__PROMPT__
Nothing in the records should be altered; retype them all exactly.

__DATA SHOWN__
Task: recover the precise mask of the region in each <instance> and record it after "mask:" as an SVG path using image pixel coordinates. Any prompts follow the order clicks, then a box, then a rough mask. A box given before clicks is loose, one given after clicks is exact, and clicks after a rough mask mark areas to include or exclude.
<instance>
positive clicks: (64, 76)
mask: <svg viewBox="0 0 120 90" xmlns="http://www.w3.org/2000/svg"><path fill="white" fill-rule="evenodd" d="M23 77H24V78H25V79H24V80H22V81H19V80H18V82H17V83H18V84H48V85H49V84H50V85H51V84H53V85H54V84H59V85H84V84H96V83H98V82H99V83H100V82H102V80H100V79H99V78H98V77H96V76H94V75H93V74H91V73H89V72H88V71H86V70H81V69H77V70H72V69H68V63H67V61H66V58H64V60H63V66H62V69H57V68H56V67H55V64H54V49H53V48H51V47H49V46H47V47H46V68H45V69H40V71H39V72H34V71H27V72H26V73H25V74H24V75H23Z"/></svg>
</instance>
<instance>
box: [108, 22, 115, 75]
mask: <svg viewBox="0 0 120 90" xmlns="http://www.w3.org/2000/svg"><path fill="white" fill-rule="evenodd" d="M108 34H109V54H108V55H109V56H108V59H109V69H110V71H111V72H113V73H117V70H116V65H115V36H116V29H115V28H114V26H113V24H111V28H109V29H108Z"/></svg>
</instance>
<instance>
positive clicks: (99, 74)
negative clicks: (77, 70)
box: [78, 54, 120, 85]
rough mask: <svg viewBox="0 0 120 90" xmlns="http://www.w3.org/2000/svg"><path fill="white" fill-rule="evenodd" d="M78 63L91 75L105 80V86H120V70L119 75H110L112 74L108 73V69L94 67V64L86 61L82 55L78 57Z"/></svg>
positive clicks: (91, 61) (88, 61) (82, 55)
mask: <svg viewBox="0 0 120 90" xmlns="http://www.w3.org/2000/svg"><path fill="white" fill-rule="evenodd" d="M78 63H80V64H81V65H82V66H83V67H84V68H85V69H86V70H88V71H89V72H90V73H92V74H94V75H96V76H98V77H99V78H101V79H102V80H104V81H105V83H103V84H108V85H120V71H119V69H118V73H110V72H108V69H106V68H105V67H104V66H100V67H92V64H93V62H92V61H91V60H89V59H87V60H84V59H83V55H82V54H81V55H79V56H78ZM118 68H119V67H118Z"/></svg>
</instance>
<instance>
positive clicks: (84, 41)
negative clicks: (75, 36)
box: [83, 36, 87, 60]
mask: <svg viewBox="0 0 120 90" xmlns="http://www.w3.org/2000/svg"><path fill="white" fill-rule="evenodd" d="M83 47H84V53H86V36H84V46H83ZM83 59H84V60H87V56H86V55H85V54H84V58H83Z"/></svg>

__RESULT OF THE EXERCISE__
Task: recover the precise mask of the region in each <instance> and record it after "mask:" as an SVG path using image pixel coordinates. Any prompts follow the order clicks, then a box, then a rough mask. A box given before clicks is loose, one given after clicks is exact, and clicks after a rough mask mark areas to include or exclude.
<instance>
positive clicks: (64, 76)
mask: <svg viewBox="0 0 120 90" xmlns="http://www.w3.org/2000/svg"><path fill="white" fill-rule="evenodd" d="M23 77H24V78H25V79H24V80H22V81H19V80H18V82H17V83H18V84H48V85H49V84H50V85H51V84H53V85H54V84H59V85H84V84H96V83H98V82H99V83H100V82H102V80H100V79H99V78H98V77H96V76H94V75H93V74H91V73H89V72H88V71H86V70H81V69H77V70H72V69H68V63H67V61H66V58H64V60H63V66H62V69H57V68H56V67H55V64H54V49H53V48H51V47H49V46H47V47H46V68H45V69H40V71H39V72H34V71H27V72H26V73H25V74H24V75H23Z"/></svg>
</instance>
<instance>
box: [108, 22, 115, 75]
mask: <svg viewBox="0 0 120 90" xmlns="http://www.w3.org/2000/svg"><path fill="white" fill-rule="evenodd" d="M108 34H109V54H108V55H109V56H108V59H109V69H110V71H111V72H113V73H117V70H116V65H115V36H116V29H115V28H114V26H113V24H111V28H109V29H108Z"/></svg>
</instance>
<instance>
positive clicks: (99, 74)
negative clicks: (77, 70)
box: [78, 54, 120, 85]
rough mask: <svg viewBox="0 0 120 90" xmlns="http://www.w3.org/2000/svg"><path fill="white" fill-rule="evenodd" d="M78 63L91 75L105 80V86H120V70L119 75H110L112 74L108 73V69L94 67V64L86 61L82 55L78 57Z"/></svg>
positive clicks: (91, 61) (88, 61) (82, 55)
mask: <svg viewBox="0 0 120 90" xmlns="http://www.w3.org/2000/svg"><path fill="white" fill-rule="evenodd" d="M78 63H80V64H81V65H82V66H83V67H84V68H85V69H86V70H88V71H89V72H90V73H92V74H94V75H96V76H98V77H99V78H101V79H102V80H104V81H105V83H103V84H108V85H120V71H119V69H118V73H110V72H108V69H106V68H105V67H104V66H100V67H92V64H93V62H92V61H91V60H89V59H87V60H84V59H83V55H82V54H81V55H79V56H78ZM118 68H119V67H118Z"/></svg>
</instance>
<instance>
positive clicks: (84, 41)
negative clicks: (75, 36)
box: [83, 36, 87, 60]
mask: <svg viewBox="0 0 120 90" xmlns="http://www.w3.org/2000/svg"><path fill="white" fill-rule="evenodd" d="M83 47H84V53H86V36H84V46H83ZM83 59H84V60H87V56H86V55H85V54H84V58H83Z"/></svg>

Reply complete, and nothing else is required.